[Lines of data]
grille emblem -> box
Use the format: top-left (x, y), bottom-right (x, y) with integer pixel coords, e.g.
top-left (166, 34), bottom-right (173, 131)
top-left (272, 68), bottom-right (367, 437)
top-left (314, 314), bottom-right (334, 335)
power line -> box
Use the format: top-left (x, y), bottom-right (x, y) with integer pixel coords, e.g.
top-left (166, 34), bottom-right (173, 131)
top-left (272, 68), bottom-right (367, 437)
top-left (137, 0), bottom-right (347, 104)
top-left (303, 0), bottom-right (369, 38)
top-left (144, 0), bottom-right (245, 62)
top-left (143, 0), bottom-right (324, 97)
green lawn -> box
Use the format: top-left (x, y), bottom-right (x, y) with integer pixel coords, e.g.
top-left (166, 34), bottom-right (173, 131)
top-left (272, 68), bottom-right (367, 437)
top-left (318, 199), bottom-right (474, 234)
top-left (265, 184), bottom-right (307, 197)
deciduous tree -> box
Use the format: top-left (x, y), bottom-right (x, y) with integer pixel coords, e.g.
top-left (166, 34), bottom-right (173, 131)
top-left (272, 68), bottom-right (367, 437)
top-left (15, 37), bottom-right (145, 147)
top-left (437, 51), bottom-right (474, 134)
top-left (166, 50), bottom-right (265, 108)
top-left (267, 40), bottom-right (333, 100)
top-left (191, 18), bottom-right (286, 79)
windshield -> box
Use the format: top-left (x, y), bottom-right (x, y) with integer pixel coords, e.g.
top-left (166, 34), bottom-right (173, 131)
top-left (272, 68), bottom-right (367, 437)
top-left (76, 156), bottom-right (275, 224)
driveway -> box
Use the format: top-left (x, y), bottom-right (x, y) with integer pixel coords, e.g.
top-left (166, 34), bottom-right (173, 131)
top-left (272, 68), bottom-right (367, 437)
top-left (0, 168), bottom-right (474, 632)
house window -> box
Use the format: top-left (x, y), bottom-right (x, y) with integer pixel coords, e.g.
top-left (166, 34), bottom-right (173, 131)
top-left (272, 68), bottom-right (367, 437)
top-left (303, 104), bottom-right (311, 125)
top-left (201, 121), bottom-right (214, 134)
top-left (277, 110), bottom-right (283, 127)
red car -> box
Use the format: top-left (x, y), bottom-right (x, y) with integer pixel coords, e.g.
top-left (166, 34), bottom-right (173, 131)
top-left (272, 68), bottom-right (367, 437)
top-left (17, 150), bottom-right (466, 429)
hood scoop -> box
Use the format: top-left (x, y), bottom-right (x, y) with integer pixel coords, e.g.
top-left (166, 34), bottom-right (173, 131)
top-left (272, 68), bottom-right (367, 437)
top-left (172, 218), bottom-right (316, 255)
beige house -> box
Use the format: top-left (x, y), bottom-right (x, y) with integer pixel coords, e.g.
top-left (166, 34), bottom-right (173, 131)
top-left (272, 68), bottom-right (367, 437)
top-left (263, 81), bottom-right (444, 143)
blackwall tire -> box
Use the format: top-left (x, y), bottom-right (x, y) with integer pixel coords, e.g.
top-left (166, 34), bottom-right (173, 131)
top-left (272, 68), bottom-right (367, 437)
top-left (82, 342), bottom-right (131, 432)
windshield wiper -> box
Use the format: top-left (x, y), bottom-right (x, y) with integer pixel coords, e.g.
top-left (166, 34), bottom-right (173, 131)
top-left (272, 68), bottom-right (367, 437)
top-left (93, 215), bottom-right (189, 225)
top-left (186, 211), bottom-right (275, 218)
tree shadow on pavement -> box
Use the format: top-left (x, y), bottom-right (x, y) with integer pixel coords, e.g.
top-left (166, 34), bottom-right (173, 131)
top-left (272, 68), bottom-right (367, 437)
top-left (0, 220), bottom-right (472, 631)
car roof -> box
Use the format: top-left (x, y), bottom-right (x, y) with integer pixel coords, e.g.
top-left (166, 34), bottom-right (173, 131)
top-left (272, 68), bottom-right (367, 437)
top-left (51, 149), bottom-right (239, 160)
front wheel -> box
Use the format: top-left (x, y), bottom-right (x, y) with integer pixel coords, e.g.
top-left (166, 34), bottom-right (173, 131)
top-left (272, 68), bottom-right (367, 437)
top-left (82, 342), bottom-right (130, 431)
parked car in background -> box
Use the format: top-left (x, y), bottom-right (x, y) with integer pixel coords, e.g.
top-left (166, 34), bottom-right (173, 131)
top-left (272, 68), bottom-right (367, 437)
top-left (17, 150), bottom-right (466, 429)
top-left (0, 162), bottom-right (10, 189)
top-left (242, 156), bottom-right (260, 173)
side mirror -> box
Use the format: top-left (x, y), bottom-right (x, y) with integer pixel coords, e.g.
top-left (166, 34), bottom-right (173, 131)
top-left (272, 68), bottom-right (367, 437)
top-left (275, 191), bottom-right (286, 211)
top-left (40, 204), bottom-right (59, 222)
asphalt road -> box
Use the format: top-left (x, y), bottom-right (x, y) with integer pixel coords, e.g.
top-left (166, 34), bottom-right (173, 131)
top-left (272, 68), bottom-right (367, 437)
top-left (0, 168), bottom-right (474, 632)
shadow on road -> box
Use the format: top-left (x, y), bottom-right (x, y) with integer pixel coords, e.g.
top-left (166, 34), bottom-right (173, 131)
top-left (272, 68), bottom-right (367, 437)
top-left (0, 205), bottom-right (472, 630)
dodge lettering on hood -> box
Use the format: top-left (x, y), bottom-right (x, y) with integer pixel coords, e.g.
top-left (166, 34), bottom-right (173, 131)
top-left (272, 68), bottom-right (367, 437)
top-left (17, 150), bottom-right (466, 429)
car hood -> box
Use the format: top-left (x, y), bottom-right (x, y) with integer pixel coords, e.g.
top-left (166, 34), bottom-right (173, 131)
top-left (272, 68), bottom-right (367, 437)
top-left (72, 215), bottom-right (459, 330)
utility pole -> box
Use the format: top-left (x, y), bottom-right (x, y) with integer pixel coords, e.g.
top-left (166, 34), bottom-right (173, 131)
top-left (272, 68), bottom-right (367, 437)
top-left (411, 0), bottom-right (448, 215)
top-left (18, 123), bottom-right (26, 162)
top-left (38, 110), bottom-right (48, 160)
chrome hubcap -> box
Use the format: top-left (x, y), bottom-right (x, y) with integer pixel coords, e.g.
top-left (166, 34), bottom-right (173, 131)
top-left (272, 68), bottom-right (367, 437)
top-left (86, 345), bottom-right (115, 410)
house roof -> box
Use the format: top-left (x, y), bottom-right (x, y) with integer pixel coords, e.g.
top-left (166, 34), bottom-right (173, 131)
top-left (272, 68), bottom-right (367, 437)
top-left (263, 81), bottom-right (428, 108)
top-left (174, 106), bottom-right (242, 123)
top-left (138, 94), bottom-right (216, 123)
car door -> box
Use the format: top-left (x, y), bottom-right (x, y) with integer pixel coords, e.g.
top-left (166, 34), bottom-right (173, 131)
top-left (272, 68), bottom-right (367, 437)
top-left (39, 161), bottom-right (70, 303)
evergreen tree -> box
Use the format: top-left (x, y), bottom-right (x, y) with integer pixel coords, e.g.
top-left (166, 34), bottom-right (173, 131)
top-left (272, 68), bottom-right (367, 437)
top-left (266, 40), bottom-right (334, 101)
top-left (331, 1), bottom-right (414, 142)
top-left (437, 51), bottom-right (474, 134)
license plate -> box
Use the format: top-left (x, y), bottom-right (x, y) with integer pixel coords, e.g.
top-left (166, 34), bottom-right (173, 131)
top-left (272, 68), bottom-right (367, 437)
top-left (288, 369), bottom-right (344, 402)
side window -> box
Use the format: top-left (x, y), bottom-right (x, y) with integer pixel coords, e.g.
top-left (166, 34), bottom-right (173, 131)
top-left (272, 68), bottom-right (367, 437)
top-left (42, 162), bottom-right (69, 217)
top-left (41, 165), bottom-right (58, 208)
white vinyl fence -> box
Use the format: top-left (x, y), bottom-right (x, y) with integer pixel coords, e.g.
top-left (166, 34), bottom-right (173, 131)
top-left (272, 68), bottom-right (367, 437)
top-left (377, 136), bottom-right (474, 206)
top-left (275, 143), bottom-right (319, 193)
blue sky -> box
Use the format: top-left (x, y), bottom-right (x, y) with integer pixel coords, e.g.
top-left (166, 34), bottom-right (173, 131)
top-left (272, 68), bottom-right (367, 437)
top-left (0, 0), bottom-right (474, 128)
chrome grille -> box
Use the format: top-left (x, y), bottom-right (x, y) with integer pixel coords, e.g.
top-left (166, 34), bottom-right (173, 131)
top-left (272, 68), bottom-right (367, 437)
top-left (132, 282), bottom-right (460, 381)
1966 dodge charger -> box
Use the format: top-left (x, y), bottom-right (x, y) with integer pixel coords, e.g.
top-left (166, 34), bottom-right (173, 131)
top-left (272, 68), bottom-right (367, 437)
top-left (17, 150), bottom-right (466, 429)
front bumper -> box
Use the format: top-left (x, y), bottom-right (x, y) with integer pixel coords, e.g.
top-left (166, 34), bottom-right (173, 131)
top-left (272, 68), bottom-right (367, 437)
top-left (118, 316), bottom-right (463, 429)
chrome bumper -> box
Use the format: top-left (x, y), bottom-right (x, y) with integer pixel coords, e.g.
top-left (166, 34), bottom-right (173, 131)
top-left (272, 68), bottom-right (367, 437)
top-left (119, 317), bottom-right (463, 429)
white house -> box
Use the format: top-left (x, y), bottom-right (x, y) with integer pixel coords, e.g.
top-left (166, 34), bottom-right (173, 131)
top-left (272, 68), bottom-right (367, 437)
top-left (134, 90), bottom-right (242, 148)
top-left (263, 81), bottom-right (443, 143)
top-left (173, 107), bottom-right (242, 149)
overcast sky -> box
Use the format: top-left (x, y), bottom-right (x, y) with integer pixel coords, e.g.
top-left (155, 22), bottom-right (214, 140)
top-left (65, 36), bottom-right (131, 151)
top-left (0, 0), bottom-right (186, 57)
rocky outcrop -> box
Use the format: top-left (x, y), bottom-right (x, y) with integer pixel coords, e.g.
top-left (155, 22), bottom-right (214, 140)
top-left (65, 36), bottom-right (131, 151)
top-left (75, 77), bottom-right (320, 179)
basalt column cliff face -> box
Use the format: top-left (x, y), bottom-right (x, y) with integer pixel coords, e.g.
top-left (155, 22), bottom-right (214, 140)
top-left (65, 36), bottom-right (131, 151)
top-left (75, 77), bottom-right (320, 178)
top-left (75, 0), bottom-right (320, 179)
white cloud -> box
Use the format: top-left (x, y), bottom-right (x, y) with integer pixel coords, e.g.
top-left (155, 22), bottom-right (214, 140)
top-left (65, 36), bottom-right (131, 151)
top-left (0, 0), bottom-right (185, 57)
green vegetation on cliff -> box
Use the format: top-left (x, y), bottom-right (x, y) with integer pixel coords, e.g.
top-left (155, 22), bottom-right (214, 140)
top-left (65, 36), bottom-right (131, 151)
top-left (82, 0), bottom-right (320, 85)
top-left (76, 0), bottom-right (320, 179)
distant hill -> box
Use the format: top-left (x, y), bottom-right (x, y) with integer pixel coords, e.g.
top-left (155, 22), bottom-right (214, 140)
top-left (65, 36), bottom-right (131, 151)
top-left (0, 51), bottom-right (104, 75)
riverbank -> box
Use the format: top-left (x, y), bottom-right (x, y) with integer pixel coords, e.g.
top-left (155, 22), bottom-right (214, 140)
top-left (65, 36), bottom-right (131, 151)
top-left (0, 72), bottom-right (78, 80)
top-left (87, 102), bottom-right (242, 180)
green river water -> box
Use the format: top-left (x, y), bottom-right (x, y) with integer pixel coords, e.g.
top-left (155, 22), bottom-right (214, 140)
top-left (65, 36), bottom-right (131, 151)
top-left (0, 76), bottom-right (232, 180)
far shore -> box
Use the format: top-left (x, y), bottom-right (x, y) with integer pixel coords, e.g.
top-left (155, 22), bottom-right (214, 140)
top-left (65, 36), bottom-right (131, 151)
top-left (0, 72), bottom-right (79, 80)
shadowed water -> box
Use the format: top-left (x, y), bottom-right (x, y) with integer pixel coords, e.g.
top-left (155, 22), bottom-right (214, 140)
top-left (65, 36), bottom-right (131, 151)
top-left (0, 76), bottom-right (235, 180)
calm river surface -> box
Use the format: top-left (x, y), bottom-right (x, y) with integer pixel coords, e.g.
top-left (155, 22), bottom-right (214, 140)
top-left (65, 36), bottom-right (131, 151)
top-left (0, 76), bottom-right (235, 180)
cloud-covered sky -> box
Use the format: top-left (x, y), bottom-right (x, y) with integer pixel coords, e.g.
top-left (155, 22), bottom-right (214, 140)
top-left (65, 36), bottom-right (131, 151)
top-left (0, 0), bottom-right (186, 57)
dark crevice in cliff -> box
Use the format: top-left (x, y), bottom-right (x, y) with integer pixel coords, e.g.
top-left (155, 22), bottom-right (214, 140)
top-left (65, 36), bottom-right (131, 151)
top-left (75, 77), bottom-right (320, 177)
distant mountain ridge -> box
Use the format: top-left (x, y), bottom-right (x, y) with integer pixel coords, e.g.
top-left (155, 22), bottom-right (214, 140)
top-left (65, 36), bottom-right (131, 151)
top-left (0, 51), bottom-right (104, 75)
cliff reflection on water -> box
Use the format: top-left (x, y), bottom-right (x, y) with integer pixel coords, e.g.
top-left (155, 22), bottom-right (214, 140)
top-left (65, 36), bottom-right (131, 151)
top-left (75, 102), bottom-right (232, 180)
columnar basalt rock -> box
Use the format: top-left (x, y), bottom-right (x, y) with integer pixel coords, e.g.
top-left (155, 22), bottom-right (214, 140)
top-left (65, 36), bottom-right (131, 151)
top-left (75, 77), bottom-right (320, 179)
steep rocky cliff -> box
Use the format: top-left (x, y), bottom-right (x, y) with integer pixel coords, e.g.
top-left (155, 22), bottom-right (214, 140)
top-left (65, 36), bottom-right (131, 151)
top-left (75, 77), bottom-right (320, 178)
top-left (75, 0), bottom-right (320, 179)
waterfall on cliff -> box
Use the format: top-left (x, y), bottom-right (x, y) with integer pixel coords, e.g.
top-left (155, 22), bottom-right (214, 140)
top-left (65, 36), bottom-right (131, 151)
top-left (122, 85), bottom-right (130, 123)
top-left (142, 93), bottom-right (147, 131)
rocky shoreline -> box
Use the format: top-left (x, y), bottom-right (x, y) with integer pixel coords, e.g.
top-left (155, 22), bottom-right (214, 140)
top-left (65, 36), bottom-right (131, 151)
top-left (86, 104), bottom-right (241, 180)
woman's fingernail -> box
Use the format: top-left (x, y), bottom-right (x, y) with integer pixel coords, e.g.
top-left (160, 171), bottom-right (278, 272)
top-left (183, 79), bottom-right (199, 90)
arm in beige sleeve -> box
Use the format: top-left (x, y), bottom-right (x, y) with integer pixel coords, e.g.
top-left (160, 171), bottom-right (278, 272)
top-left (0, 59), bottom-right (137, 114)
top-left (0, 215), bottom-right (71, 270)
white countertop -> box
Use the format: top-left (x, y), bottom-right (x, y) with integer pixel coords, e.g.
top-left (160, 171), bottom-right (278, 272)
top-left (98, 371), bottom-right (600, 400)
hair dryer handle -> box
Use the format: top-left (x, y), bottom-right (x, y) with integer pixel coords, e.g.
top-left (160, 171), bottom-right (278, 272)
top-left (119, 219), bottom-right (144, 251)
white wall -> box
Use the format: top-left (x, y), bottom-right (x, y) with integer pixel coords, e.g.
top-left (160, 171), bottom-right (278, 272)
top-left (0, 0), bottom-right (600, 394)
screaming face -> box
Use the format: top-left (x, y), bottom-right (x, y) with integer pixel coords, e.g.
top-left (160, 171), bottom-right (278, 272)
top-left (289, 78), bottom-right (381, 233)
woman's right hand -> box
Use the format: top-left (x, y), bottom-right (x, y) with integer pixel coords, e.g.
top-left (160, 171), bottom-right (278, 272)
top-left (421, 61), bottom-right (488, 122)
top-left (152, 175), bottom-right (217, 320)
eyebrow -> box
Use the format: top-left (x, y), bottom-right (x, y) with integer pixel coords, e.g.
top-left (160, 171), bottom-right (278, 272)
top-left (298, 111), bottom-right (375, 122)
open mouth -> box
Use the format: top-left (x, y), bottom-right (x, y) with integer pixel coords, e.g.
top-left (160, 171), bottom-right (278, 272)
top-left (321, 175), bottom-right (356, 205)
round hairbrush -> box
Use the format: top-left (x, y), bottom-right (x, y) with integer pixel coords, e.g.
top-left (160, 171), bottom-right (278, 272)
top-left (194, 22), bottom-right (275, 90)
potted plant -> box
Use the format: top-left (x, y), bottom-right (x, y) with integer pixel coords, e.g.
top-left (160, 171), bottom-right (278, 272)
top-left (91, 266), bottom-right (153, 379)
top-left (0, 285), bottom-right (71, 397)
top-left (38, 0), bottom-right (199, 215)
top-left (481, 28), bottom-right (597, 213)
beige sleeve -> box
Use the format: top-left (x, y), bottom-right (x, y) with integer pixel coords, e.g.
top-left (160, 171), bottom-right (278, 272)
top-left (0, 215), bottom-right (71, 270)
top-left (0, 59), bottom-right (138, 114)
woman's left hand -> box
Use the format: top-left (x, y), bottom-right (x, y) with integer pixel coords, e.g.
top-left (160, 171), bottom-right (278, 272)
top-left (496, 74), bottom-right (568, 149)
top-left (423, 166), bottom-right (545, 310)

- [Directive] Output the stretch of rows from the one containing "shadow on road -> box" through the one containing "top-left (86, 345), bottom-right (115, 410)" as a Markdown table with the columns "No." and "Line", numbering each row and leaving out any blank ones.

- [Problem solution]
| No. | Line |
|---|---|
| 1 | shadow on road -> box |
| 2 | Use the format: top-left (x, y), bottom-right (x, y) with integer pixel coords, e.g. |
| 3 | top-left (166, 34), bottom-right (173, 131) |
| 4 | top-left (272, 68), bottom-right (367, 437) |
| 5 | top-left (0, 205), bottom-right (472, 630) |
| 6 | dodge lettering on hood -> box |
| 7 | Use the format: top-left (x, y), bottom-right (x, y) with integer pixel coords, e.g. |
| 8 | top-left (166, 34), bottom-right (173, 131) |
| 9 | top-left (272, 68), bottom-right (367, 437) |
| 10 | top-left (17, 150), bottom-right (466, 429) |
| 11 | car hood -> box |
| 12 | Use the format: top-left (x, y), bottom-right (x, y) with integer pixel coords, e.g. |
| 13 | top-left (166, 34), bottom-right (173, 131) |
| 14 | top-left (272, 68), bottom-right (367, 437) |
| 15 | top-left (72, 215), bottom-right (459, 330) |
| 16 | utility pole -> box |
| 17 | Use the format: top-left (x, y), bottom-right (x, y) with integer pixel coords, e.g. |
| 18 | top-left (166, 34), bottom-right (173, 131) |
| 19 | top-left (272, 68), bottom-right (367, 437) |
| 20 | top-left (411, 0), bottom-right (448, 215) |
| 21 | top-left (18, 123), bottom-right (26, 162) |
| 22 | top-left (38, 110), bottom-right (48, 160) |
| 23 | chrome hubcap -> box |
| 24 | Use the format: top-left (x, y), bottom-right (x, y) with integer pixel coords, e.g. |
| 25 | top-left (166, 34), bottom-right (173, 131) |
| 26 | top-left (272, 68), bottom-right (367, 437) |
| 27 | top-left (86, 345), bottom-right (115, 410) |